=== Activity ===
Identify each line in the records below that contains the word "Find", and copy it.

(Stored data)
=-=-=

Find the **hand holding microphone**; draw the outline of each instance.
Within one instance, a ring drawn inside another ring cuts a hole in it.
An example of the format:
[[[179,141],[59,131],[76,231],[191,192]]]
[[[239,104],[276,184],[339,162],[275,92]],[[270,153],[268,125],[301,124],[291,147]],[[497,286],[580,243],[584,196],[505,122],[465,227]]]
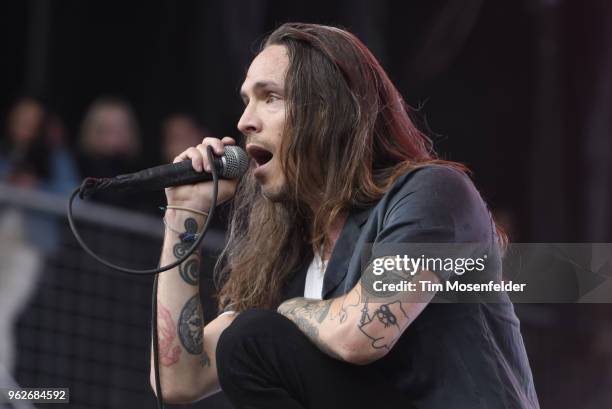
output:
[[[236,160],[235,172],[237,177],[232,179],[219,179],[219,192],[217,196],[217,204],[228,201],[234,196],[236,192],[236,185],[238,184],[238,178],[246,171],[248,167],[248,157],[246,153],[235,146],[236,141],[229,136],[223,139],[217,138],[204,138],[201,144],[186,149],[179,156],[174,158],[173,163],[181,163],[183,161],[191,160],[191,166],[193,170],[199,173],[207,172],[210,175],[211,164],[208,163],[208,157],[206,154],[206,148],[208,146],[213,148],[216,156],[222,156],[226,152],[226,147],[232,146],[232,149],[236,151],[228,152],[226,158],[230,156],[232,160]],[[219,169],[217,169],[219,171]],[[232,170],[231,173],[234,173]],[[230,176],[230,175],[226,175]],[[169,205],[185,206],[208,212],[210,210],[210,200],[212,197],[212,182],[210,181],[192,183],[180,186],[173,186],[166,188],[166,200]]]

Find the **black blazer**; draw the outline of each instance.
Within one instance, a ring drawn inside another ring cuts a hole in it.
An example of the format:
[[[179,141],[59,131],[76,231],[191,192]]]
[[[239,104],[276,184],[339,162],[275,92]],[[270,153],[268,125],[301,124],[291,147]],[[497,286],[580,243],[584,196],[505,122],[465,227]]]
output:
[[[489,257],[480,279],[501,278],[495,226],[480,194],[463,172],[431,165],[398,178],[376,206],[350,213],[326,268],[322,298],[350,291],[364,266],[391,255],[398,243],[479,243],[477,251]],[[292,276],[285,299],[303,296],[307,261]],[[539,408],[507,297],[430,303],[370,367],[419,408]]]

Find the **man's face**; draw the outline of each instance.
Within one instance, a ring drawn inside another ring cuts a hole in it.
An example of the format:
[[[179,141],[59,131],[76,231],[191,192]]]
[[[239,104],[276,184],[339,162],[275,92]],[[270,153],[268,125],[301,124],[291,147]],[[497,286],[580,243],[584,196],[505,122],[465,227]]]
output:
[[[238,129],[246,137],[246,150],[255,160],[254,176],[264,196],[273,201],[285,197],[280,144],[285,126],[285,74],[287,49],[266,47],[251,63],[240,96],[245,108]]]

=-=-=

=== Written solution ===
Find the **hand holding microphone**; draw the outline of each instance.
Find the **black blazer**; draw the outline of each instance.
Find the **man's face**; draw the outline of each instance.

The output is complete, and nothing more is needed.